» Instructions for the task
In the records below, find the line containing "Mark the scissor blade with a point.", then reproduce that line and every one after it to the end, exactly and alone.

[Records from a dataset]
----------------------------------------

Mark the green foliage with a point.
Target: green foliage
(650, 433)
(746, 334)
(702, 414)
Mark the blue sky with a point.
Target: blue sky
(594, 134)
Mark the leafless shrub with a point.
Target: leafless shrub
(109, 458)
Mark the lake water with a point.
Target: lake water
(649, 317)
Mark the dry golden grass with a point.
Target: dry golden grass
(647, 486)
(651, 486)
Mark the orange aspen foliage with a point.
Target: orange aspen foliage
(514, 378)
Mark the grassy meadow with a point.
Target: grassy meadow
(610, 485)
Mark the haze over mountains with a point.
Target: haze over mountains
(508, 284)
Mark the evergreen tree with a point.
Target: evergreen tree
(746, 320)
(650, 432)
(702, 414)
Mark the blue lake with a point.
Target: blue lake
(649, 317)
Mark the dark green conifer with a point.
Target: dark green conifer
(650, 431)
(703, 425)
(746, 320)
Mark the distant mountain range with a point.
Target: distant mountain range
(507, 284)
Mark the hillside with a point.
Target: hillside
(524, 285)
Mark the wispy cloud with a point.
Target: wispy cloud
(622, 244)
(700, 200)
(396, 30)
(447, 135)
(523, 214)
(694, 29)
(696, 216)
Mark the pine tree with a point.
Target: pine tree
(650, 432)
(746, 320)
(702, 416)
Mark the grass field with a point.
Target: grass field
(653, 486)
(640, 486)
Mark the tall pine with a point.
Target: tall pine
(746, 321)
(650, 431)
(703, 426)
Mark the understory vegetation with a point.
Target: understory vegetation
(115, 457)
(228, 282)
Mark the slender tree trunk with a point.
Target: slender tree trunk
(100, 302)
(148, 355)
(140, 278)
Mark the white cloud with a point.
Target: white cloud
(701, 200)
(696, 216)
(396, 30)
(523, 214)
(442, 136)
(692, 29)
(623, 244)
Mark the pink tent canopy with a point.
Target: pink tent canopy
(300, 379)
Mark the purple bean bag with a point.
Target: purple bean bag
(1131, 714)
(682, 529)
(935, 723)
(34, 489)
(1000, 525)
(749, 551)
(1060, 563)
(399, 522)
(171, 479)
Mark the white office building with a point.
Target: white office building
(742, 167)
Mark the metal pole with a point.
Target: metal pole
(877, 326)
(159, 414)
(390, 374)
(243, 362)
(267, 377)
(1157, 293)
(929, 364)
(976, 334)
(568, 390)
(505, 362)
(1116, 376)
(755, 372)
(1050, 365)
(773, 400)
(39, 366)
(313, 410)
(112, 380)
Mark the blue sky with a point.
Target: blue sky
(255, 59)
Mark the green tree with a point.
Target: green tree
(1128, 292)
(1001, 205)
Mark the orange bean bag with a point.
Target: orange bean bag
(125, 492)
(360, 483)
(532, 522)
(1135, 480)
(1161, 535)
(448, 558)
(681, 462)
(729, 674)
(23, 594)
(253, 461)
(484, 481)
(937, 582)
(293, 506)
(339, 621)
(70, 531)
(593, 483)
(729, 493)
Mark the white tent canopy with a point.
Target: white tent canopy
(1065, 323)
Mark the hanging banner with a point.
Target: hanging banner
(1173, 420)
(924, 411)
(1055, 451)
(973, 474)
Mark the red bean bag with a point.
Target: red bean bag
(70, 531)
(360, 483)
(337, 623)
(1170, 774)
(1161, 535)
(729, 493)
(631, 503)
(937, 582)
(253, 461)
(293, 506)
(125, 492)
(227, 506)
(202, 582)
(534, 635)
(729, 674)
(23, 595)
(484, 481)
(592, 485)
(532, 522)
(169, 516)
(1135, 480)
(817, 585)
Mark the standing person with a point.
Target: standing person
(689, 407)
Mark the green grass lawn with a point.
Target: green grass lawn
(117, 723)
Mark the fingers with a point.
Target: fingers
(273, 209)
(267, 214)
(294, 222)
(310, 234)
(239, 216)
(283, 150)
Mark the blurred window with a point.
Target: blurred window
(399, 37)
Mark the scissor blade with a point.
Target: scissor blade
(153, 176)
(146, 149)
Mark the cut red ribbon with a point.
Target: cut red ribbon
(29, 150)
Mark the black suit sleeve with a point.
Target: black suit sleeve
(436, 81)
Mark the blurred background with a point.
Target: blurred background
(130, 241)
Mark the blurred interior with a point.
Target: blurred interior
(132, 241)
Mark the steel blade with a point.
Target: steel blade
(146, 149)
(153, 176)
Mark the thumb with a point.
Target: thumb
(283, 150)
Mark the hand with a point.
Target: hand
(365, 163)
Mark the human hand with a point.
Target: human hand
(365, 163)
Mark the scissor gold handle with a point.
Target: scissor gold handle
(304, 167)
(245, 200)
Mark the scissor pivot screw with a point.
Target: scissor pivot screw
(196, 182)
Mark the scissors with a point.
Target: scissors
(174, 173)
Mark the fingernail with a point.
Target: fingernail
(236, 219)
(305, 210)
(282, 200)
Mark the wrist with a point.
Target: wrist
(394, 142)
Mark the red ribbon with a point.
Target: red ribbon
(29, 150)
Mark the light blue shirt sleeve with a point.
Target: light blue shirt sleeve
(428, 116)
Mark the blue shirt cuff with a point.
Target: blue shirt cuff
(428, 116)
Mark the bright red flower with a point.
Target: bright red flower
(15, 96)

----------------------------------------

» Finished task
Mark the scissor blade with a point.
Target: scissor blade
(153, 176)
(146, 149)
Mark the cut red ribbon with a point.
Target: cut red ribbon
(29, 150)
Mark the black suit sleeve with a point.
Target: black suit sleeve
(436, 81)
Mark the blurred background with a point.
Target: blurred background
(130, 241)
Mark the blurred interior with a point.
Target: blurred interior
(132, 241)
Mark the steel blade with a point.
Target: steel blade
(146, 149)
(153, 176)
Mark the thumb with a point.
Target: thumb
(283, 150)
Mark the hand with a point.
Target: hand
(365, 163)
Mark the human hand with a point.
Target: human hand
(365, 163)
Mark the scissor gold handle with a point.
Target: scissor gold handle
(304, 167)
(245, 200)
Mark the scissor pivot screw with a point.
Target: scissor pivot screw
(196, 182)
Mark the scissors with a point.
Target: scissors
(174, 173)
Mark the fingernail with a point.
Target: fingernail
(236, 219)
(305, 210)
(282, 200)
Mark the wrist with a point.
Target: wrist
(394, 142)
Mark the red ribbon with a point.
Target: red ribbon
(29, 150)
Mark the light blue shirt sleeve with a point.
Target: light blue shirt sleeve
(428, 116)
Mark the blue shirt cuff with a point.
Target: blue shirt cuff
(428, 116)
Mark the bright red flower with a point.
Target: bright red flower
(15, 96)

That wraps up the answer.